◆ Task goal:
The following data is to be repeated exactly, its pictures excluded.

[Region pointing data]
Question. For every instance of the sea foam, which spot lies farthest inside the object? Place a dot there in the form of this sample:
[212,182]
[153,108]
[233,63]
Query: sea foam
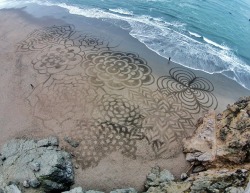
[161,37]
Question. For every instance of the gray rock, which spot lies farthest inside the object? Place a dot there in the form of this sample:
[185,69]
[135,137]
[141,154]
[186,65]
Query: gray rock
[234,190]
[153,177]
[35,166]
[34,183]
[75,190]
[198,169]
[166,176]
[26,184]
[129,190]
[50,141]
[41,161]
[184,176]
[12,189]
[72,142]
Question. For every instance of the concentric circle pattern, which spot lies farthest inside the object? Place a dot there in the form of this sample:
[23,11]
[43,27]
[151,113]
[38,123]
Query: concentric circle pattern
[117,70]
[194,92]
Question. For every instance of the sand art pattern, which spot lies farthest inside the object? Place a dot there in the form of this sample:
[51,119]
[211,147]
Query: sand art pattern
[109,100]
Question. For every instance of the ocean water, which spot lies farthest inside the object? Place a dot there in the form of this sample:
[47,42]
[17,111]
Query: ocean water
[209,35]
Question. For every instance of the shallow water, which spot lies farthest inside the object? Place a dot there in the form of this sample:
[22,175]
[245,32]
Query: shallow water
[212,36]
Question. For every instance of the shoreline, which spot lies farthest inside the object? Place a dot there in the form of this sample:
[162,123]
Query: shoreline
[26,110]
[66,10]
[231,74]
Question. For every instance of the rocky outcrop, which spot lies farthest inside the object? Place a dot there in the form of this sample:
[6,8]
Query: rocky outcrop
[225,181]
[40,165]
[221,140]
[80,190]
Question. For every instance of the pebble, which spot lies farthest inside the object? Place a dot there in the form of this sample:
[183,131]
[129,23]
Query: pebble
[26,184]
[35,166]
[76,167]
[34,183]
[199,168]
[184,176]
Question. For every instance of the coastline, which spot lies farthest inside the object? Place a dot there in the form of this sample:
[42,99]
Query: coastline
[17,76]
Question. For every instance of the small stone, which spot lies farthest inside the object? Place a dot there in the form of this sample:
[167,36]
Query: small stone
[199,168]
[50,141]
[93,191]
[12,189]
[35,166]
[26,184]
[76,166]
[184,176]
[75,190]
[71,141]
[166,176]
[129,190]
[34,183]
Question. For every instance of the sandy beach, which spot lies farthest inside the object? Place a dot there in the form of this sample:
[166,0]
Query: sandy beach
[87,80]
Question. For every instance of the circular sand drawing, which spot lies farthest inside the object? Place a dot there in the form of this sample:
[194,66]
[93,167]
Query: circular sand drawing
[108,98]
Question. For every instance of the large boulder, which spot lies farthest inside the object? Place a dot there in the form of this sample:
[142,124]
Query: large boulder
[36,164]
[226,181]
[221,140]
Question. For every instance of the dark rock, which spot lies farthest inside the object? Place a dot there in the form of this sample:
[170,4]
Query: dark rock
[184,176]
[75,190]
[26,184]
[34,183]
[198,169]
[72,142]
[49,169]
[128,190]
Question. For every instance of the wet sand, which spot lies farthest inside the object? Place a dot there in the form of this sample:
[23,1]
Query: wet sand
[90,81]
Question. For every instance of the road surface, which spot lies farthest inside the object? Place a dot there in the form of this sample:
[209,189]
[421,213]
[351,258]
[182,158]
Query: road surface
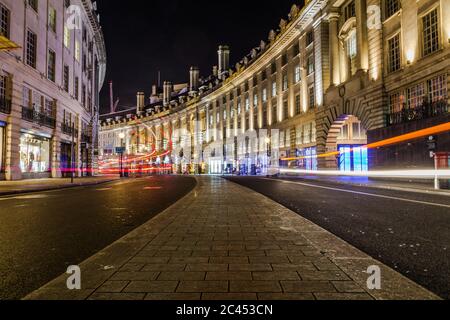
[408,231]
[41,234]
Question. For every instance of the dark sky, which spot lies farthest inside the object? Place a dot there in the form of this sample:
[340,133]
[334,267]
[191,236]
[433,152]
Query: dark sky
[144,36]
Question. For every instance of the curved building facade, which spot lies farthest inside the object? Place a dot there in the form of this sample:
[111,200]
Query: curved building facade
[333,76]
[52,66]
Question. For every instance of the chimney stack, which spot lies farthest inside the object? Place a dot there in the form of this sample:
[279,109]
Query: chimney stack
[194,76]
[224,60]
[140,101]
[167,95]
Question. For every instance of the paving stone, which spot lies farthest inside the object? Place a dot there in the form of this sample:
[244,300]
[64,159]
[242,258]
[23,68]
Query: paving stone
[276,275]
[250,267]
[207,267]
[231,275]
[255,286]
[308,286]
[203,286]
[152,286]
[164,267]
[229,296]
[135,276]
[112,286]
[182,276]
[173,296]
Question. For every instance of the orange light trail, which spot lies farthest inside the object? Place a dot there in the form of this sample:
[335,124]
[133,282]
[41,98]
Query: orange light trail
[388,142]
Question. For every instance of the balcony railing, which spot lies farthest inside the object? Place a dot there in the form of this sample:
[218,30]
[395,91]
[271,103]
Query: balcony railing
[85,138]
[67,129]
[425,111]
[31,115]
[5,105]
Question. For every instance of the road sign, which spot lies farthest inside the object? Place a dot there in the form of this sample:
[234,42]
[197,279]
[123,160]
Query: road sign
[120,150]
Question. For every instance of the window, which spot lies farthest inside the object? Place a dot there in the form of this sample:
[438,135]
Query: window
[285,82]
[52,19]
[51,65]
[274,89]
[4,21]
[31,49]
[396,102]
[33,4]
[350,11]
[297,74]
[286,110]
[394,53]
[310,63]
[392,7]
[66,78]
[415,96]
[298,108]
[430,33]
[312,97]
[437,89]
[309,38]
[66,37]
[77,50]
[77,88]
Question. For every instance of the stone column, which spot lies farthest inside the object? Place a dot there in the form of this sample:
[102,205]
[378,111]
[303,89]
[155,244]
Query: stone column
[335,75]
[362,62]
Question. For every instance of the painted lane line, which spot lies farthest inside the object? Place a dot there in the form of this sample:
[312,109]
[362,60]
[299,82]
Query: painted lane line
[363,193]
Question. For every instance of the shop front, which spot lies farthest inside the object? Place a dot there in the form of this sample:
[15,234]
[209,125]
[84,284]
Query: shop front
[2,149]
[35,156]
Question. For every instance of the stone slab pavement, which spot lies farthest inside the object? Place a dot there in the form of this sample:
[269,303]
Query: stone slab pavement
[38,185]
[225,242]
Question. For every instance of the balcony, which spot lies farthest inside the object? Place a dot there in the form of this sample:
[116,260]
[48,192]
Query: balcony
[5,106]
[425,111]
[67,129]
[85,138]
[31,115]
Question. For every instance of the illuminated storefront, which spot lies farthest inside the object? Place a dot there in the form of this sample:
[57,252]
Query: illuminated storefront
[2,149]
[34,155]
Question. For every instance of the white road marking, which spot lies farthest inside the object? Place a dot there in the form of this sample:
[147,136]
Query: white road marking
[363,193]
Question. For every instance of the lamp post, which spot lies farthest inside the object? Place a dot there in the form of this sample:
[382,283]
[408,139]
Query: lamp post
[121,137]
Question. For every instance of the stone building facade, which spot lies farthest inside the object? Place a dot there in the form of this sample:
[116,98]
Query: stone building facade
[310,97]
[49,88]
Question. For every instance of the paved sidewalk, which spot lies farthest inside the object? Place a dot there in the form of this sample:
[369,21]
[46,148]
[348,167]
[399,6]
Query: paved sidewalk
[36,185]
[424,186]
[225,242]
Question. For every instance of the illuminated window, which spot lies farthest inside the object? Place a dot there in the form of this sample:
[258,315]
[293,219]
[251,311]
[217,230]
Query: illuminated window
[52,19]
[437,89]
[4,21]
[415,96]
[77,50]
[298,74]
[274,89]
[66,37]
[51,65]
[430,33]
[31,49]
[394,53]
[392,7]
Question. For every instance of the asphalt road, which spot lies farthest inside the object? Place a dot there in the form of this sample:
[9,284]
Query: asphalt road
[41,234]
[409,232]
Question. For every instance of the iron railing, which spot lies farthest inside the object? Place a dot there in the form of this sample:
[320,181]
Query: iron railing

◆ Output of the exercise:
Question. For every instance of the sea foam, which spot lies farthest inside the object? Place a dot there in the form of this sample:
[212,182]
[153,108]
[233,63]
Query: sea foam
[161,37]
Question. For every instance of the gray rock, which spot lies farthest inside the object? Place a dot there in the form of this sample:
[185,69]
[135,137]
[141,154]
[186,65]
Query: gray rock
[234,190]
[153,177]
[35,166]
[34,183]
[75,190]
[198,169]
[166,176]
[26,184]
[129,190]
[50,141]
[41,161]
[184,176]
[12,189]
[72,142]
Question. For every instance of the concentric circle pattern, which spot lies farthest inside the object? Place a dot there in the form of this sample:
[23,11]
[43,27]
[151,113]
[38,123]
Query: concentric circle pattern
[117,70]
[194,92]
Question. For every instance of the sand art pattern, which spot lies farthest inside the object? Place a dot there in the form of this sample:
[51,119]
[211,147]
Query: sand art pattern
[109,100]
Question. For every instance of the ocean water, which spot lies farthest inside the object? Place a dot there in the form of this sample:
[47,42]
[17,111]
Query: ocean water
[209,35]
Question. For every instance of the shallow water, which spot lies farthest inside the object? Place a dot there in the form of this sample:
[22,175]
[245,32]
Query: shallow water
[212,36]
Question. For every instance of the shoreline, which spot lies farthest inside the object? Place a dot there in the form of this sample:
[162,123]
Query: shoreline
[26,110]
[66,10]
[231,74]
Question. For every instance of the rocky outcrop, which spot lies farthest inside the object? Place a dot there in the form of this sample:
[6,8]
Query: rocky outcrop
[225,181]
[40,165]
[221,140]
[80,190]
Question. For every instance of the pebble, which spot lies farthest inside the object? Place a dot there in the form of this sample:
[183,131]
[129,23]
Query: pebble
[26,184]
[35,166]
[76,167]
[34,183]
[199,168]
[184,176]
Question. For every instance of the coastline, which spot lies farthest inside the object? Place a dot there in the form of this sample:
[42,99]
Query: coastline
[17,76]
Question. For every instance of the small stone, which spot lies farthest inside the object? Place a dot there in the form of this sample:
[167,36]
Query: small stone
[199,168]
[50,141]
[93,191]
[12,189]
[35,166]
[26,184]
[76,166]
[184,176]
[75,190]
[71,141]
[166,176]
[129,190]
[34,183]
Question. For every instance of the sandy beach, which spot lies farthest inside the object? Place a dot there in the form of this sample:
[166,0]
Query: sandy beach
[87,80]
Question. For every instance of the circular sand drawing, which spot lies farthest inside the object? Place a dot there in the form of this sample:
[194,66]
[93,167]
Query: circular sand drawing
[108,98]
Question. For every instance of the large boulder, which spot lies farthest inside the object? Place a dot there in the form of this sample:
[142,124]
Query: large boulder
[36,164]
[226,181]
[221,140]
Question. For every instance of the dark rock, which spot lies farthest inside the object? Place a dot there in the form of this sample:
[170,4]
Query: dark rock
[184,176]
[75,190]
[26,184]
[34,183]
[198,169]
[72,142]
[49,169]
[128,190]
Question. For every instance of the wet sand, which spot lies farthest inside the object? Place a dot there in the form of this sample:
[23,1]
Query: wet sand
[90,81]
Question. For every instance of the road surface, which spot lies farthest inside the object? Place a dot there in the form of this sample:
[209,189]
[421,213]
[351,258]
[182,158]
Query: road surface
[408,231]
[41,234]
Question. For every instance of the dark sky, which spot lies farthest inside the object? Place a dot there in the form of this sample:
[340,133]
[334,267]
[191,236]
[433,152]
Query: dark sky
[144,36]
Question. For every instance of the curved building facade, which spot lies farthest inside the object? Place a dot there in the form of this sample:
[111,200]
Query: curved building facade
[333,76]
[52,66]
Question. For every instance of the chimney stack, which spot lies farthest inside the object? Place a dot there in the form of this sample:
[279,109]
Query: chimney stack
[194,76]
[224,60]
[140,101]
[167,95]
Question. For every instance of the paving stone, which spot lies farthest inside the object? Place a dot there in the form of this sample:
[244,300]
[64,159]
[242,258]
[23,68]
Query: paving stone
[276,275]
[250,267]
[207,267]
[231,275]
[255,286]
[308,286]
[203,286]
[152,286]
[164,267]
[229,296]
[135,276]
[112,286]
[182,276]
[173,296]
Question. For every instance of the orange light trail, which spot lies farthest inside the object? Place a dot there in the form of this sample:
[335,124]
[133,282]
[41,98]
Query: orange light trail
[388,142]
Question. For every instance of the balcony railing, which spot lies farthest inside the object? Place a dot there in the form of this sample:
[218,30]
[395,91]
[271,103]
Query: balcony railing
[85,138]
[67,129]
[425,111]
[31,115]
[5,105]
Question. For every instance of the road sign, which spot lies farthest inside the object? Place a dot there in the form of this sample:
[234,42]
[197,279]
[123,160]
Query: road sign
[120,150]
Question. For every instance of the window, which spot lies farthest inside the object? Place a dot there in the form of this sample:
[438,135]
Query: window
[285,82]
[52,19]
[51,65]
[274,89]
[4,21]
[31,49]
[396,102]
[33,4]
[350,11]
[297,74]
[286,110]
[394,53]
[310,63]
[392,7]
[66,78]
[415,96]
[298,108]
[430,33]
[312,97]
[437,89]
[309,38]
[66,37]
[77,50]
[77,88]
Question. For every instance of the stone column, which spot lies farthest inside the object? Place a dot there in the form of this sample:
[102,205]
[378,111]
[303,89]
[155,244]
Query: stone column
[335,75]
[362,62]
Question. For every instance of the painted lane line, which spot lies farthest inside the object? Place a dot there in the form of this sample:
[312,109]
[362,60]
[299,82]
Query: painted lane line
[363,193]
Question. For every instance of the shop front, which spot lies farthest inside the object? Place a dot there in the form of this sample:
[15,234]
[209,125]
[84,284]
Query: shop front
[2,149]
[35,156]
Question. For every instance of the stone slab pavement, which spot lies farthest inside the object? Place a dot there in the form of this sample:
[269,303]
Query: stone slab pavement
[38,185]
[225,242]
Question. For every instance of the balcony, which spot lies farthest inside the object? Place a dot there in the form of this sample:
[116,260]
[48,192]
Query: balcony
[5,106]
[425,111]
[67,129]
[85,138]
[31,115]
Question. For every instance of the illuminated storefront, which spot lies farthest inside the object? Place a dot there in the form of this sample:
[57,252]
Query: illuminated storefront
[2,149]
[34,155]
Question. For every instance of the white road marking, which spot lies farthest inside the object? Place a dot there in the form of this sample:
[147,136]
Query: white road marking
[363,193]
Question. For every instance of the lamp post, which spot lies farthest inside the object? Place a dot there in the form of this sample:
[382,283]
[408,139]
Query: lamp post
[121,137]
Question. For every instance of the stone building facade, which spot lies farthest inside the object? Place a dot there in the form of this sample:
[116,98]
Query: stone building facade
[310,97]
[49,88]
Question. For every instance of the paved sidewalk, which spot lies farthest inside the object? Place a dot there in the form of this sample:
[369,21]
[46,148]
[348,167]
[399,6]
Query: paved sidewalk
[36,185]
[424,186]
[225,242]
Question. For every instance of the illuminated window, which spot lies farthest inside the object? Place a dot there in the form of this sample:
[258,315]
[293,219]
[251,311]
[217,230]
Query: illuminated window
[52,19]
[437,89]
[4,21]
[415,96]
[77,50]
[298,74]
[274,89]
[66,37]
[51,65]
[430,33]
[31,49]
[394,53]
[392,7]
Question. For every instance of the asphalt road, which spot lies farthest inside the object? Place a dot there in the form of this sample:
[9,284]
Query: asphalt road
[41,234]
[409,232]
Question. For every instance of the iron railing, which spot lies farthest inside the object? Place a dot there in the form of this sample:
[320,181]
Query: iron railing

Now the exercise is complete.